═════ GIVEN RECORDS

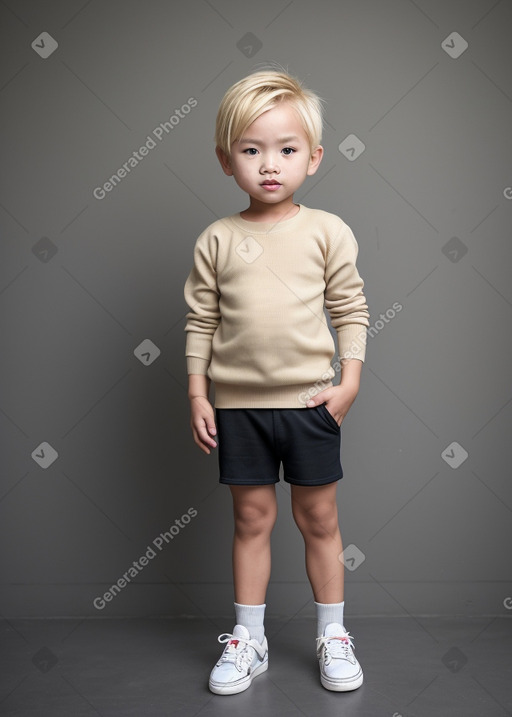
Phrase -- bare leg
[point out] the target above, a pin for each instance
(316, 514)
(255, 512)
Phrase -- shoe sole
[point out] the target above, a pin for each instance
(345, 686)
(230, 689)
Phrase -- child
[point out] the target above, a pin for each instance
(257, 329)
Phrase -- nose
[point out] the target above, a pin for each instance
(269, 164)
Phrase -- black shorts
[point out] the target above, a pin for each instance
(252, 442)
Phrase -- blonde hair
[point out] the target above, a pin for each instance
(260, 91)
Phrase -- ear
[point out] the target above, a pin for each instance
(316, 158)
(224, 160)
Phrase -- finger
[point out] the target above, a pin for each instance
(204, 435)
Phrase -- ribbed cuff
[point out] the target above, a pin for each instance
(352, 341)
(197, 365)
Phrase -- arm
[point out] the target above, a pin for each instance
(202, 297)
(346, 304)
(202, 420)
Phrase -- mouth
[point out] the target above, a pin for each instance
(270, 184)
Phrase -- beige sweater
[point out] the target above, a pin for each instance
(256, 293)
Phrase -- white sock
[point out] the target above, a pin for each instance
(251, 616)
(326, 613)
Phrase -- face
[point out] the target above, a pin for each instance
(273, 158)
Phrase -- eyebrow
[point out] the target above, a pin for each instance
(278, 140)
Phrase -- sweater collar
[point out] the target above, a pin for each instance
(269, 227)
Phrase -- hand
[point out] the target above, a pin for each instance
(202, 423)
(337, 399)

══════════

From the first line to the last, return the material above exactly, apart from the pictures.

### RESULT
Phrase -- bare leg
[point out] the target above, a pin for each instance
(316, 514)
(255, 512)
Phrase -- shoe sole
[point out] the target above, a pin for each instance
(345, 686)
(230, 689)
Phrase -- child
[point out] the target above, a pin for each instance
(257, 329)
Phrase -- nose
[point out] the target above, a pin for each instance
(269, 164)
Phrase -- black shorts
[point out] the target above, a pin for each instance
(252, 442)
Phrase -- blonde hair
[point out] the target above, a pin for each instance
(260, 91)
Phrase -- ear
[point out] the target above, a pin for each instance
(316, 158)
(224, 160)
Phrase -- finger
[point out] the target above, a pin for each instance
(204, 435)
Phrase -- ribbed cuff
[point out] the target above, a pin for each instance
(352, 341)
(197, 365)
Phrase -- arm
[point out] the target above, a pin for each instance
(202, 297)
(346, 304)
(202, 420)
Phrase -- mouth
[point out] the target above, a pin for each instance
(270, 184)
Phrase -- beige sweater
[point out] the target above, a pin for each instance
(256, 293)
Phrase -- white sock
[point out] the target above, a pin for each instance
(251, 616)
(326, 613)
Phrase -- face
[point out] the target above, a pin for each instance
(273, 158)
Phrase -- eyebrow
[point out] the target above, a pin for each instance
(278, 140)
Phrase -- sweater collar
[point out] the target above, a pin for each instance
(269, 227)
Phrase -- hand
[point out] the target above, a pin for each instance
(202, 423)
(337, 399)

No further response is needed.